* **Exercise requirements**
Please print every record below exactly as it appears.

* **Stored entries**
* Begin *

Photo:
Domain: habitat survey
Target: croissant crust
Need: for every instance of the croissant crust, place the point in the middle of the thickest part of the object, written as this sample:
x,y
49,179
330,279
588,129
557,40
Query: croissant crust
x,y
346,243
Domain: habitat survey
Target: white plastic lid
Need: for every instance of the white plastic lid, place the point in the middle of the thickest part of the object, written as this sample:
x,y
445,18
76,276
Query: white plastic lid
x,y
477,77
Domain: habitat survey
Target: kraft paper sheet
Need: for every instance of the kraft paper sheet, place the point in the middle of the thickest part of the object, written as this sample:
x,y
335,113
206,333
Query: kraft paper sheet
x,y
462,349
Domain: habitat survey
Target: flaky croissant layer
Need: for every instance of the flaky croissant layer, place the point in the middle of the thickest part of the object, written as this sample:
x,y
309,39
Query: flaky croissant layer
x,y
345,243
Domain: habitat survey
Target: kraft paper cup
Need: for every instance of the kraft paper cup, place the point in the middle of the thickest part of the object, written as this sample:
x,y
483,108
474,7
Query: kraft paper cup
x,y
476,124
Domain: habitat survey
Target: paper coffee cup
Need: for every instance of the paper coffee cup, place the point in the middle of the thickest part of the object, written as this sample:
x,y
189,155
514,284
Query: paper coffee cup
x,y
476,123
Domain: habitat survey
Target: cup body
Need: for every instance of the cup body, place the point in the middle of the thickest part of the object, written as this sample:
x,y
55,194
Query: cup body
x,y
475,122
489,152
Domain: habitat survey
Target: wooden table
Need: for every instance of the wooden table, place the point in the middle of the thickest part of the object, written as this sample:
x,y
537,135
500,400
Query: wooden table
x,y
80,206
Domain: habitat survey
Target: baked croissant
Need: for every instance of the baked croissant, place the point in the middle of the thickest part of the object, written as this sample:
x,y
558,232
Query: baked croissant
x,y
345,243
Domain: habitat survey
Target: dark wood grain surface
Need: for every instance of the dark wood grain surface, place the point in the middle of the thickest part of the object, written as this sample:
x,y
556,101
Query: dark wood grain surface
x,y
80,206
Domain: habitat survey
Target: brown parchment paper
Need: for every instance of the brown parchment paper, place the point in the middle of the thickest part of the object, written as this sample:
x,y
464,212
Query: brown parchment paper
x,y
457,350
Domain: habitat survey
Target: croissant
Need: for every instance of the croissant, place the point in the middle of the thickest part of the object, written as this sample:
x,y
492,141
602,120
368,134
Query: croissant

* End *

* **Exercise response**
Photo:
Domain: habitat survey
Target: croissant crust
Need: for every instance of the croissant crust, place the point in the middle of the thickest part of the object, written as this sample:
x,y
49,179
330,279
588,129
557,40
Query: croissant crust
x,y
346,243
Domain: habitat survey
Target: white plastic lid
Need: for every instance of the white plastic lid, place the point in the middle of the thickest part of the object, written as this sample:
x,y
445,18
76,276
Query: white plastic lid
x,y
477,77
Domain: habitat survey
Target: kraft paper sheet
Need: for every instance of the kraft paper sheet, place the point in the middle of the thickest part of the object, written as this sample:
x,y
335,113
206,333
Query: kraft paper sheet
x,y
462,349
Domain: habitat survey
Target: flaky croissant layer
Need: for every instance of the flaky croissant layer, place the point in the middle of the thickest part of the object, written as this sample:
x,y
309,39
Query: flaky croissant layer
x,y
345,243
Domain: habitat survey
Target: kraft paper cup
Need: for every instance of the kraft paper cup, place the point in the middle of the thickest part of the object, written as this sample:
x,y
483,108
474,7
Query: kraft paper cup
x,y
476,124
Domain: habitat survey
Target: paper coffee cup
Need: for every instance of the paper coffee cup, place the point in the middle of the thickest part of the object, written as this sample:
x,y
189,155
514,284
Query: paper coffee cup
x,y
476,123
Domain: habitat survey
Target: cup body
Need: for every instance of the cup body, place the point in the middle of the thickest part of the object, written as this sample:
x,y
55,194
Query: cup body
x,y
475,122
489,152
Domain: habitat survey
Target: wooden table
Need: for every instance of the wooden table, place the point in the middle of the thickest part of the object, written as this sample:
x,y
537,135
500,400
Query: wooden table
x,y
80,206
Domain: habitat survey
Target: baked croissant
Need: for every instance of the baked croissant, place the point in the middle of the thickest part of the object, written as this sample:
x,y
558,232
Query: baked croissant
x,y
345,243
Domain: habitat survey
Target: dark wood grain surface
Need: for every instance of the dark wood grain surface, place the point in the middle of the thickest part of the object, written as this sample:
x,y
556,101
Query: dark wood grain surface
x,y
80,206
Domain: habitat survey
Target: brown parchment paper
Need: for every instance of the brown parchment paper, place the point in the middle of the thickest part of the object, written as this sample:
x,y
464,212
Query: brown parchment paper
x,y
457,350
Domain: habitat survey
Target: croissant
Need: for every instance of the croissant, place the point in the middle of the thickest part of the object, written as this sample:
x,y
492,141
602,120
368,134
Query: croissant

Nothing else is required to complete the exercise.